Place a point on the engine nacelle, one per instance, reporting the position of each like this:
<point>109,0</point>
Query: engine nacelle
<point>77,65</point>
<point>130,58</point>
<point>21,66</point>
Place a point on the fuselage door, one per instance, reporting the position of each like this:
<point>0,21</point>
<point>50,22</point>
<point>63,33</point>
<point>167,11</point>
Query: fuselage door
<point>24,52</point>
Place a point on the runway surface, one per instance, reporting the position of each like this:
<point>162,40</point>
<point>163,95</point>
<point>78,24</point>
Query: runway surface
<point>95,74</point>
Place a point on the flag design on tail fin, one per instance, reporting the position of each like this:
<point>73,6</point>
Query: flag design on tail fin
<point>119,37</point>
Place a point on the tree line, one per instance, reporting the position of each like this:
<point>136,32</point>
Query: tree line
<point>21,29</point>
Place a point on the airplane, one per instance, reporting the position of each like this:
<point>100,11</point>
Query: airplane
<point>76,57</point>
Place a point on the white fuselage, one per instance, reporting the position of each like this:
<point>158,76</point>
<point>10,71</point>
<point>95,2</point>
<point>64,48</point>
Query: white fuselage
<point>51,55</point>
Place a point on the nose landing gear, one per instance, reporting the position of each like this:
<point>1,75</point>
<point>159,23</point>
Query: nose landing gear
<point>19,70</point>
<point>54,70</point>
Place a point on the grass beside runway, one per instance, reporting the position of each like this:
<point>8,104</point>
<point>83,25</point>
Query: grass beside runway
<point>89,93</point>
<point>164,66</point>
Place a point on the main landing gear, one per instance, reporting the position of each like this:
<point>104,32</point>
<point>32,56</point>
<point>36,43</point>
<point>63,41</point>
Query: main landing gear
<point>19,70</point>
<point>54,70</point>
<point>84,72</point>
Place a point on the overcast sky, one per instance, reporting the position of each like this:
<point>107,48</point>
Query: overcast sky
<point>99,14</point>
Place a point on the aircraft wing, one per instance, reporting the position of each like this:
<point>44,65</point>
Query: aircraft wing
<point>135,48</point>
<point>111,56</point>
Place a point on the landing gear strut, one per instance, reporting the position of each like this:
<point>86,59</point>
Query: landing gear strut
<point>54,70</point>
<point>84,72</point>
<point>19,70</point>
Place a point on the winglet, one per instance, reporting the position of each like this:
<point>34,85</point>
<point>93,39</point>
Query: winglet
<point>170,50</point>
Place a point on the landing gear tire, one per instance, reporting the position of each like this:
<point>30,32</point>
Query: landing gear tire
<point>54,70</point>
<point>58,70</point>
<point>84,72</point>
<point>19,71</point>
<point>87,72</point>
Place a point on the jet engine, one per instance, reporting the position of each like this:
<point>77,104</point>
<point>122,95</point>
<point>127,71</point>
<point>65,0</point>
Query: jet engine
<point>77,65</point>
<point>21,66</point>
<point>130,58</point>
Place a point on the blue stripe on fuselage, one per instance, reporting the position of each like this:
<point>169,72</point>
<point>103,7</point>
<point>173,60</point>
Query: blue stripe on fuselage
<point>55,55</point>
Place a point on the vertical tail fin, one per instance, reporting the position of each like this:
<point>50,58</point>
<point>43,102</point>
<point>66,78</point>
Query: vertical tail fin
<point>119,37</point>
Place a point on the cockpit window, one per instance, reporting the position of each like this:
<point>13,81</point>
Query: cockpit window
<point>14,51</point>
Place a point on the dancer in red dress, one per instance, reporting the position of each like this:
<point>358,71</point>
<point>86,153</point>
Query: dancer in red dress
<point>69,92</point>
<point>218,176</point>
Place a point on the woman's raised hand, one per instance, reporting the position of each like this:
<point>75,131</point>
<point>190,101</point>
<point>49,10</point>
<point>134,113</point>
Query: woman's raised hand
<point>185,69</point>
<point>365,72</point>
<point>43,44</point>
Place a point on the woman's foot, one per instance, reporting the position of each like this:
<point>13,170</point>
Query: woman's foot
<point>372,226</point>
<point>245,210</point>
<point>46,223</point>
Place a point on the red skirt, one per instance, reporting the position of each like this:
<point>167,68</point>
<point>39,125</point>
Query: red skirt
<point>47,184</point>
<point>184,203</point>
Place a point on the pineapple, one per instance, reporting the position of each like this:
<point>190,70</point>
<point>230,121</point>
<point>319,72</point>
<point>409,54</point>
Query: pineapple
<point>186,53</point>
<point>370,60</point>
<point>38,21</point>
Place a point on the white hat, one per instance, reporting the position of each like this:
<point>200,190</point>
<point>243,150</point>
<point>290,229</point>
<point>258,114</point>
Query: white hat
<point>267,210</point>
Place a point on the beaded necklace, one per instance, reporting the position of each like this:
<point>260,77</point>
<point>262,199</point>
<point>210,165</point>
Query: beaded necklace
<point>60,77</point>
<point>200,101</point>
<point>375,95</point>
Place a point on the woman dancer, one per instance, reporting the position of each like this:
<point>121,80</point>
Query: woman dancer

-*-

YOUR OBJECTIVE =>
Copy all of the material above word for word, line by line, in the same order.

WRITTEN SOLUTION =>
Place a point on the engine nacelle, one per instance, reporting the position of each like this:
<point>109,0</point>
Query: engine nacelle
<point>77,65</point>
<point>130,58</point>
<point>21,66</point>
Place a point on the fuselage door, one per instance, reporting the position of each like this:
<point>0,21</point>
<point>50,22</point>
<point>63,33</point>
<point>167,11</point>
Query: fuselage door
<point>24,52</point>
Place a point on the runway surface, one per instance, reporting the position of each like this:
<point>162,40</point>
<point>163,95</point>
<point>78,24</point>
Query: runway surface
<point>95,74</point>
Place a point on the flag design on tail fin, one per instance, reporting the position of each like this:
<point>73,6</point>
Query: flag design on tail fin
<point>119,37</point>
Place a point on the tree line, one per instance, reporting the position of each like this:
<point>136,32</point>
Query: tree line
<point>21,29</point>
Place a point on the airplane, one per instance, reporting the position of each like this:
<point>100,11</point>
Query: airplane
<point>76,57</point>
Place a point on the white fuselage, one per instance, reporting the position of each like this:
<point>158,76</point>
<point>10,71</point>
<point>95,2</point>
<point>64,48</point>
Query: white fuselage
<point>51,55</point>
Place a point on the nose landing gear, one per instance, reporting the position of each like this:
<point>1,75</point>
<point>159,23</point>
Query: nose landing gear
<point>19,70</point>
<point>54,70</point>
Place a point on the grass beside runway, one per instance, reporting the position of each like this:
<point>8,104</point>
<point>83,25</point>
Query: grass beside runway
<point>89,93</point>
<point>164,66</point>
Place a point on the main landing gear, one per instance, reporting the position of each like this:
<point>104,32</point>
<point>32,56</point>
<point>36,43</point>
<point>63,41</point>
Query: main landing gear
<point>19,70</point>
<point>54,70</point>
<point>84,72</point>
Place a point on the overcast sky, one per instance, reporting the position of each like this:
<point>107,48</point>
Query: overcast sky
<point>99,14</point>
Place a point on the aircraft wing, one per instance, reporting the position of each like this:
<point>44,65</point>
Query: aircraft wing
<point>135,48</point>
<point>111,56</point>
Place a point on the landing gear strut, one per instance, reporting the position of each like this:
<point>86,59</point>
Query: landing gear strut
<point>54,70</point>
<point>84,72</point>
<point>19,70</point>
Place a point on the winglet, one per instance, reporting the position of each like this:
<point>34,85</point>
<point>93,39</point>
Query: winglet
<point>170,50</point>
Place a point on the landing gear tire, one per instance, reporting the position of each like this:
<point>30,32</point>
Query: landing gear tire
<point>54,70</point>
<point>58,70</point>
<point>84,72</point>
<point>19,71</point>
<point>87,72</point>
Place a point on the jet engine, one per instance, reporting the position of each like this:
<point>77,104</point>
<point>122,95</point>
<point>127,71</point>
<point>65,0</point>
Query: jet engine
<point>77,65</point>
<point>21,66</point>
<point>130,58</point>
Place a point on the blue stripe on fuselage, one per instance, reporting the position of each like this:
<point>169,72</point>
<point>103,7</point>
<point>173,60</point>
Query: blue stripe on fuselage
<point>55,55</point>
Place a point on the vertical tail fin, one per instance, reporting the position of each like this:
<point>50,58</point>
<point>43,102</point>
<point>66,78</point>
Query: vertical tail fin
<point>119,37</point>
Place a point on the cockpit window, one per instance, reporting the position of each like this:
<point>13,81</point>
Query: cockpit window
<point>14,51</point>
Place a point on the dancer in red dress, one per instance, reporting the position of each like this:
<point>358,71</point>
<point>86,153</point>
Query: dancer in red dress
<point>69,92</point>
<point>218,176</point>
Place a point on the woman's raised hand, one per instance, reporting the position of each like this:
<point>75,131</point>
<point>190,101</point>
<point>49,10</point>
<point>134,113</point>
Query: woman's raised hand
<point>185,69</point>
<point>365,72</point>
<point>43,44</point>
Place a point on the woman's foot, one per instance, reporting the position of each like this:
<point>13,170</point>
Query: woman's foot
<point>372,226</point>
<point>245,210</point>
<point>46,223</point>
Place a point on the red skirt, one per instance, reporting the position of each like this:
<point>167,68</point>
<point>39,125</point>
Query: red skirt
<point>47,184</point>
<point>184,203</point>
Place a point on the pineapple, one per instance, reporting the position of each like this:
<point>190,70</point>
<point>230,121</point>
<point>319,72</point>
<point>409,54</point>
Query: pineapple
<point>186,53</point>
<point>370,60</point>
<point>38,21</point>
Place a point on the white hat, one per instance, reporting the position of each like this:
<point>200,190</point>
<point>243,150</point>
<point>290,229</point>
<point>258,114</point>
Query: white hat
<point>267,210</point>
Place a point on the beaded necklace, one per instance, reporting the position of each like this:
<point>260,77</point>
<point>262,199</point>
<point>210,165</point>
Query: beaded necklace
<point>60,77</point>
<point>200,101</point>
<point>375,95</point>
Place a point on the woman dancer, one per instance, reporting the position of each like this:
<point>121,80</point>
Query: woman dancer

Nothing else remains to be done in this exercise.